● **EXERCISE PROMPT**: Can you quote every item below word for word, leaving out the pictures?

● **INPUT RECORDS**:

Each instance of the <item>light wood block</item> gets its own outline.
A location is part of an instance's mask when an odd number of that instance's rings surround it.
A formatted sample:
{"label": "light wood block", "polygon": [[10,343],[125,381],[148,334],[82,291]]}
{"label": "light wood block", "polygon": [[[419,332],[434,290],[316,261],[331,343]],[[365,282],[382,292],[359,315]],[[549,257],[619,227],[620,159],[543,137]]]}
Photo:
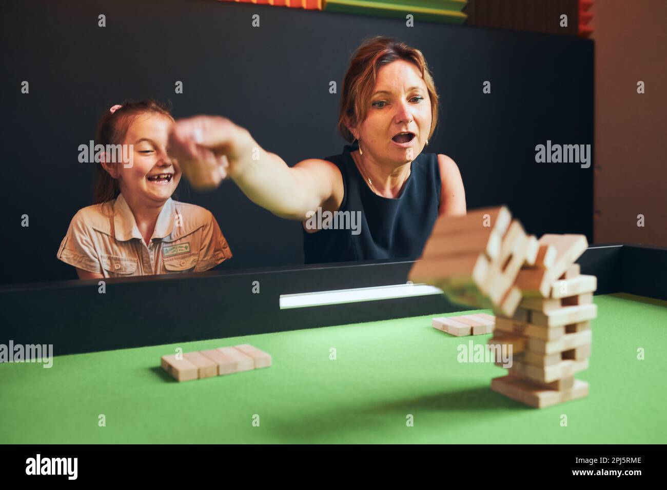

● **EXERCISE ANSWER**:
Each instance of the <item>light wood block</item> gets its own outline.
A location is part of an instance's mask when an odd number of that instance's rings surround it.
A formatted sample:
{"label": "light wood block", "polygon": [[10,343],[125,381],[148,334],[82,291]]}
{"label": "light wood block", "polygon": [[[419,332],[434,290],[316,261],[331,343]],[[365,282],[382,292],[359,315]],[[549,257],[619,227],[620,159],[543,137]]]}
Photo:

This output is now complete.